(Reading passage):

Wendy S Armstrong, MD, FIDSA, FACP
Professor of Medicine
Emory University School of Medicine
Vice Chair of Education and Integration
Wendy Armstrong, MD, FIDSA, FACP received her medical degree from Harvard Medical School in 1994. She completed her Internal Medicine internship, residency, chief residency and Infectious Diseases fellowship at the University of Michigan and subsequently served as the primary outpatient physician for the HIV/AIDS Treatment Program at the University of Michigan. In 2001, she joined the Cleveland Clinic, where she was Co-Director of the HIV/AIDS Center. She joined the Emory University faculty in 2007, assuming the role of Program Director of the Infectious Diseases Fellowship Program in 2008, and Medical Director of the Ponce de Leon Center, Infectious Diseases Program at Grady Health System, in 2009. She is currently a Professor of Medicine in the Division of Infectious Diseases.
Dr. Armstrong’s research interests revolve around disparities in access to care and barriers to care as well as health care utilization for vulnerable, HIV-infected populations. In addition to her role as Medical Director of the Ponce Center, one of the largest HIV clinics in the country, she is a nationally recognized leader in HIV/AIDS care and is currently the Vice Chair of the HIV Medical Association. She has worked with the Center for HIV Law and Policy and is an advocate for reform of HIV criminalization statutes. She has been active in the Emory Center for AIDS Research, is the PI for the Emory CFAR HIV Specimen Repository and has active grant funding evaluating the HIV continuum of care as well as strategies for linkage and retention in care. She has authored or co-authored more than 40 articles and more than 10 book chapters.

(What you need to do):
(1) Translate this sentence from the biography of Wendy Armstrong into Spanish: "She is currently a Professor of Medicine in the Division of Infectious Diseases."
(2) Carry on the biography of Wendy Armstrong, picking up after its final sentence.

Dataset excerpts
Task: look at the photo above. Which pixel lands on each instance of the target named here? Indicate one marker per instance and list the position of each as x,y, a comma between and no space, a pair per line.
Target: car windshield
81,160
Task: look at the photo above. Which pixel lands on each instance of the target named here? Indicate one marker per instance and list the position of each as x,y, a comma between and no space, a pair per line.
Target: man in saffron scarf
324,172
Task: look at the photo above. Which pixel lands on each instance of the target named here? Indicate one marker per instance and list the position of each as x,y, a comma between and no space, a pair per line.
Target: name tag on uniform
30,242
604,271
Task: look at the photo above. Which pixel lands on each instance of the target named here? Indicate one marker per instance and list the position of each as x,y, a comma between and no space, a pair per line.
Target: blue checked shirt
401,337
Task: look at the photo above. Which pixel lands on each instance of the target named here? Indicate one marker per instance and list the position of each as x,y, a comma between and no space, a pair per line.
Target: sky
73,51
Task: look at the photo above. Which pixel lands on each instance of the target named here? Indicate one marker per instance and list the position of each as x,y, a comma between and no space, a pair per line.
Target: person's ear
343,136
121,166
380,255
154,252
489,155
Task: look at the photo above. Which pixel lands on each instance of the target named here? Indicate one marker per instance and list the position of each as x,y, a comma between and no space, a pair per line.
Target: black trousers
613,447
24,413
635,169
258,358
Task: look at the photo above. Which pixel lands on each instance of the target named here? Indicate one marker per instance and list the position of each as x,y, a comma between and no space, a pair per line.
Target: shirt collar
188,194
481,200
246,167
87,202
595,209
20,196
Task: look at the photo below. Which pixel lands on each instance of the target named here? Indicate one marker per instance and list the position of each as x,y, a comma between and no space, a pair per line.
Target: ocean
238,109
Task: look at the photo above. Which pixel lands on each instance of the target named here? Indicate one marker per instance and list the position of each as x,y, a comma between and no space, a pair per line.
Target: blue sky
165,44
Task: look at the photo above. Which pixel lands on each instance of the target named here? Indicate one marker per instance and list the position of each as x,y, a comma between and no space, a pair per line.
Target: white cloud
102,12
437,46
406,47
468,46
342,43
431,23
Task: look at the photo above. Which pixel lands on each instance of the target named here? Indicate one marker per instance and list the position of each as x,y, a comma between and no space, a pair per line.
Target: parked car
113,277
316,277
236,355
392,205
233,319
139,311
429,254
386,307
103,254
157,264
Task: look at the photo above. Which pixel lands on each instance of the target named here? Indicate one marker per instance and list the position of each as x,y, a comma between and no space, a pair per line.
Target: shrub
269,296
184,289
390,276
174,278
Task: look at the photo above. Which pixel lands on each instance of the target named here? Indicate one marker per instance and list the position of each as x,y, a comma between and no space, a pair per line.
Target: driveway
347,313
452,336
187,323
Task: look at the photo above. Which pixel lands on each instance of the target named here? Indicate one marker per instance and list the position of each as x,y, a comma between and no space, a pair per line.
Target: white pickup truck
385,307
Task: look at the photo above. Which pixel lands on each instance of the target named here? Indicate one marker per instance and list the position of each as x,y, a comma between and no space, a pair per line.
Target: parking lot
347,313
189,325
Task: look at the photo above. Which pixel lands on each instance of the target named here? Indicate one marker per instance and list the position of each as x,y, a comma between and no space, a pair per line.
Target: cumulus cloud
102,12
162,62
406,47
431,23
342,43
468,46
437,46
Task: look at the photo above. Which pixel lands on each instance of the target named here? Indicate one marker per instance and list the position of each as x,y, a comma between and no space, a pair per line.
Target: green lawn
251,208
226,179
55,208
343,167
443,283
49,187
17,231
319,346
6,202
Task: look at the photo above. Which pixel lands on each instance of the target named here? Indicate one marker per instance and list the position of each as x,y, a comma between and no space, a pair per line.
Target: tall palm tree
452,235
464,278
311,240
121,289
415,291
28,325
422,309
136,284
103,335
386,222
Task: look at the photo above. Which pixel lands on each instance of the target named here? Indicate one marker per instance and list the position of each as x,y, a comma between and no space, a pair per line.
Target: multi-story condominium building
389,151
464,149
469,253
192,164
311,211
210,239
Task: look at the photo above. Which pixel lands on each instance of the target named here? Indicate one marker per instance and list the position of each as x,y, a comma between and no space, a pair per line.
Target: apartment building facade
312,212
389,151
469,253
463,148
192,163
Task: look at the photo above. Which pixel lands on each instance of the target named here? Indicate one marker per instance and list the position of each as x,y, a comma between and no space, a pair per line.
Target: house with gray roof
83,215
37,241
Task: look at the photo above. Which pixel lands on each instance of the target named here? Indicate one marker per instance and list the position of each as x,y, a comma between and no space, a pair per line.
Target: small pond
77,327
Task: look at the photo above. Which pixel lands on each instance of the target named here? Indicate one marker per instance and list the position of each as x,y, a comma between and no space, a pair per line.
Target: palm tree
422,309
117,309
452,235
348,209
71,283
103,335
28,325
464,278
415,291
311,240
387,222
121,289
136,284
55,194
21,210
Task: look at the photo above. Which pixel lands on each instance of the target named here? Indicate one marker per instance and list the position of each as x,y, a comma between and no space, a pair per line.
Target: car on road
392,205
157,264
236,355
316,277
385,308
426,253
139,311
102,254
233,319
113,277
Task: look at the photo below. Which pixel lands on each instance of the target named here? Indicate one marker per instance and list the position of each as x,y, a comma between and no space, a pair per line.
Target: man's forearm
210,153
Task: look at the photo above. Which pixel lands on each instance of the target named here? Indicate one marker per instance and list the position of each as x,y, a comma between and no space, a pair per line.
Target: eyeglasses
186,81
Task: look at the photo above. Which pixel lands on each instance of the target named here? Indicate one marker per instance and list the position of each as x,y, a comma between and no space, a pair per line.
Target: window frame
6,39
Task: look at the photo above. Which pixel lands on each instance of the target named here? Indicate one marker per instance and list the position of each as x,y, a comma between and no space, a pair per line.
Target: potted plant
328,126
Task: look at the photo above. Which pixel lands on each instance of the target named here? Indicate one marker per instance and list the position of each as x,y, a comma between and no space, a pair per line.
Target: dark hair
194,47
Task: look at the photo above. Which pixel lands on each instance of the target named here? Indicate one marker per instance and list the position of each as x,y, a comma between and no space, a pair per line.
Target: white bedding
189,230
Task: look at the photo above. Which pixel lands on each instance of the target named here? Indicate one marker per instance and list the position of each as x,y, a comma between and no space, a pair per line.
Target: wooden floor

(Answers for this exercise):
(1) Actualmente es profesora de Medicina en la División de Enfermedades Infecciosas.

(2)
Dr. Armstrong has a strong interest in and commitment to medical education. She currently serves as Chair of the Training Program Directors Committee of the Infectious Disease Society of America and has ongoing funding to evaluate factors influencing resident choices for subspecialty training. She was active in the development of the Internal Medicine Subspecialty Milestones, working with the ABIM and ACGME. In addition, she is a Small Group Advisor in the Semmelweis Society at the Emory University School of Medicine, is the summation module director at the medical school and serves on the medical school's Curriculum Committee. She has won the Golden Apple Teaching Award for resident education twice, the Jonas A. Shulman Teacher of the Year Award, the Shanta M. Zimmer Fellows' Mentoring Award, the Educator Impact Award and the Nanette K. Wenger Service Award. She is also an inaugural member of the Academy of Medical Educators in the Emory University Department of Medicine.